▶ _What to produce_
Set down all of the records word for word.

▶ _Records provided_
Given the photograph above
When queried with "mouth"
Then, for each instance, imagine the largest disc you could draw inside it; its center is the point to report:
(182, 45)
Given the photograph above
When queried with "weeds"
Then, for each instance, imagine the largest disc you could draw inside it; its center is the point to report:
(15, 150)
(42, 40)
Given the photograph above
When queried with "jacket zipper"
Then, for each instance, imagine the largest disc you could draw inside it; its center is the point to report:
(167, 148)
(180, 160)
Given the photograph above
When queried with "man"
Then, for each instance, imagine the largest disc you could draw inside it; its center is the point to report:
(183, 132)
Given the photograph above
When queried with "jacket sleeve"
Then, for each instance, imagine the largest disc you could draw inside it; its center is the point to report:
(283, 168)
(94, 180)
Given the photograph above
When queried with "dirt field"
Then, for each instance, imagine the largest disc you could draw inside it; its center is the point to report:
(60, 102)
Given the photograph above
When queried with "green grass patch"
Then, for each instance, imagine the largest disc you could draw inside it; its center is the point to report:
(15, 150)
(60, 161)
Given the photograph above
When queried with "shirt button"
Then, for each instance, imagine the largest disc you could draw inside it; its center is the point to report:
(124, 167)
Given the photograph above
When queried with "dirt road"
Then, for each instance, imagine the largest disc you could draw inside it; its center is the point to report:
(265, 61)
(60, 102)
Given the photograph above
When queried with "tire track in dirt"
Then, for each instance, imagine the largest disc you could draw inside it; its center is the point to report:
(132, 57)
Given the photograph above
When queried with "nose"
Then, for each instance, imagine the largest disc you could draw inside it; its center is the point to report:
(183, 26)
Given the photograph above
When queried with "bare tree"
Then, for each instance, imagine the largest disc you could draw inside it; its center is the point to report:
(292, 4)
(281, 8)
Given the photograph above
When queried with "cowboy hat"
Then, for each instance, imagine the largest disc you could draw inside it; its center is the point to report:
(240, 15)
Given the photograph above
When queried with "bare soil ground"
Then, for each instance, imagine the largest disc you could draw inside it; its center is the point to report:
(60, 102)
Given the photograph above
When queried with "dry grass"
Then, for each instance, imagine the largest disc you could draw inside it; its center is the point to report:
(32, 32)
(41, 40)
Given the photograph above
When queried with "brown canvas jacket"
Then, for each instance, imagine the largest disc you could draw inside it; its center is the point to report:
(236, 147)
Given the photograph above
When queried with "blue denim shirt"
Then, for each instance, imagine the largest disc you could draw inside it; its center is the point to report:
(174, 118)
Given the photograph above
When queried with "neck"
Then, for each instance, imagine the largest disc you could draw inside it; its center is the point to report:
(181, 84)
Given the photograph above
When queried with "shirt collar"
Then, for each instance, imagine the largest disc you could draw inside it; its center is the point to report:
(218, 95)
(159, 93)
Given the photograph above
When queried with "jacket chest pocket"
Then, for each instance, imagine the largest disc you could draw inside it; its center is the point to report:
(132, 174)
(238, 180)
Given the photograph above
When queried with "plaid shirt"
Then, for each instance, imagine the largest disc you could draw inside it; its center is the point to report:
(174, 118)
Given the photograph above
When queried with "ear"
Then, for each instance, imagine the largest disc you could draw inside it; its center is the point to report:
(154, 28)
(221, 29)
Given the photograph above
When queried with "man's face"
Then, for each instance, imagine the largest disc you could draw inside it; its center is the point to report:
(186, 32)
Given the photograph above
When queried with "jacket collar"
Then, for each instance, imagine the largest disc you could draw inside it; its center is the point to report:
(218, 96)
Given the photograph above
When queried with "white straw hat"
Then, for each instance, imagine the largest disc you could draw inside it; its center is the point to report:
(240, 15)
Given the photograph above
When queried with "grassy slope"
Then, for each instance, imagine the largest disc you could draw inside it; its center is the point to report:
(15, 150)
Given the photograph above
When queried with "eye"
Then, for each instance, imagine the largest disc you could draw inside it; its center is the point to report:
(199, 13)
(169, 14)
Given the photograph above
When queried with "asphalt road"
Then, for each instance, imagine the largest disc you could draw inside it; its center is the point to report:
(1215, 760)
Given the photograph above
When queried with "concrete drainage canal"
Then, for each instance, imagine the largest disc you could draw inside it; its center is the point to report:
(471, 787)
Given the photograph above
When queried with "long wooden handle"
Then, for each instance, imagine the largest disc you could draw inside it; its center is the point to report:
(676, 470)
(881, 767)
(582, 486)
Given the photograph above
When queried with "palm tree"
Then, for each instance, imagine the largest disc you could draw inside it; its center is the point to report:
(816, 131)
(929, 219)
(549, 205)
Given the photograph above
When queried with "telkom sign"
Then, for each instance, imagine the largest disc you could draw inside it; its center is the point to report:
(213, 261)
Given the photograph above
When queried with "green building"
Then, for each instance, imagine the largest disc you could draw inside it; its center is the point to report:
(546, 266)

▶ _Exercise solution_
Given the photograph above
When queried with "mouth"
Then, for each instance, imagine the largest disc you could draw inside it; its center is the point to report:
(182, 45)
Given the photograph above
When queried with "weeds"
Then, for each instance, imagine the largest disc you could draw inside it; its center is the point to report:
(15, 150)
(42, 40)
Given the photograph above
When queried with "jacket zipper"
Then, for each instance, imagine the largest disc you could draw inside it; its center is the point to report:
(167, 148)
(180, 160)
Given the photograph above
When queried with "man"
Then, for each instance, imagine the largest disc you could draw inside it; its center is the point to report:
(183, 132)
Given the photograph above
When queried with "jacket sleeve"
Then, for each instance, imagine the largest disc you could draw inside it; its center is the point to report:
(283, 168)
(94, 180)
Given the photograph above
When queried with "dirt field"
Then, for each instance, imagine the largest disc you could draw inside it; its center is the point to report:
(60, 102)
Given the photograph above
When queried with "green grass patch"
Then, for each instance, imagine the largest disc you could draw inside it; its center is the point to report:
(15, 150)
(60, 161)
Given the photograph above
When queried with "shirt button"
Then, for each instance, imagine the largest disc you could draw inside it; its center is the point to report:
(124, 167)
Given the photograph above
When queried with "dirt road"
Then, for each instance, imagine the largest disc you could draw inside it; its center is the point to report:
(265, 61)
(60, 102)
Given the photograph above
When queried with "tire track in dirt"
Then, for each instance, imagine the largest disc you could draw inside it; its center is the point to report:
(132, 57)
Given the photograph above
When queried with "nose"
Then, for each instance, imagine the largest disc you could draw inside it; its center is the point to report:
(183, 26)
Given the photograph above
When queried with "bare tree"
Then, for each instance, imagine the largest disc you could draw inside it; its center is the point to report:
(292, 4)
(281, 8)
Given the photograph above
When queried with "cowboy hat"
Then, for each instance, imagine the largest disc you could draw inside it; its center is the point to report:
(240, 15)
Given the photograph above
When queried with "bare soil ground"
Then, for each instance, imagine the largest disc you could draw inside it; its center is the point to report:
(60, 102)
Given the photograph above
When queried with "dry grass"
Then, for each instance, imagine the largest disc you could draw inside it; its center is the point to report:
(32, 32)
(41, 40)
Given the photograph above
When queried with "brown canvas jacket"
Then, for each instance, imagine the largest disc you could draw inside it; its center is the point to report:
(236, 147)
Given the photograph above
When queried with "blue denim shirt"
Then, for each instance, imagine the largest disc you could draw inside it; its center is the point to report:
(174, 118)
Given the photograph above
When queried with "neck"
Then, for each instance, imagine the largest disc you could draw inside it; its center is the point to report:
(181, 84)
Given the photograph above
When queried with "shirt collar"
Then, for each instance, imagine the largest disc you could draw inside it; its center is the point to report:
(218, 95)
(159, 93)
Given the photograph above
When queried with "jacket chest pocket"
Then, for each instance, imagine the largest disc you could draw inside it; its center is the point to report:
(132, 174)
(238, 180)
Given the photograph above
When queried with "plaid shirt"
Then, for each instance, imagine the largest disc you could draw inside it; its center is the point to report:
(174, 118)
Given the photograph above
When queried with "ear"
Then, for each instance, imagine the largest disc you could draw inside it; its center is the point to report:
(154, 28)
(221, 29)
Given the photograph above
When queried with "man's face"
Then, for each instance, imagine the largest disc you could draw inside it; its center is the point to report:
(186, 32)
Given the photograph above
When queried with "jacket collar"
Then, for each instance, imagine the largest disc you could draw inside it; its center is the point to report:
(218, 96)
Given the photograph above
When queried with "white straw hat"
Then, for each instance, imagine the largest disc you could draw inside it; its center is the point to report:
(240, 15)
Given the photograph above
When queried with "grassy slope"
Then, for each instance, imagine the largest disc you could draw inside it; its center is the point to report:
(15, 150)
Given the photograph above
When queried with "eye"
Then, for each instance, imagine the largest disc you could draw inside it; its center is the point to report:
(199, 13)
(169, 14)
Given the photograph above
When queried with "asphalt road"
Then, for each instance, imagine the largest disc you could draw inside it; its center is the point to report:
(1215, 760)
Given the photograph above
When queried with "concrete drainage canal"
Then, for each instance, imagine the largest disc you could draw inside it; its center is the point to report:
(471, 787)
Given the photograph above
When queried with "long wooden handle"
Then, for each instance, imagine the largest disc you could draw inside it; its center is the point to report:
(676, 470)
(881, 767)
(582, 486)
Given the photograph above
When queried with "palm tree"
Then, for each instance, imagine the largest disc you could draw inside it; its center is the point to report:
(816, 131)
(929, 219)
(549, 205)
Given the photograph above
When queried with "telkom sign"
Then, for each instance, imagine the largest disc you could draw inside it; its center is the point to report:
(213, 261)
Given the photograph above
When queried with "green building"
Then, for each instance, imagine the largest disc you could draw inside it; its center is the point to report:
(546, 266)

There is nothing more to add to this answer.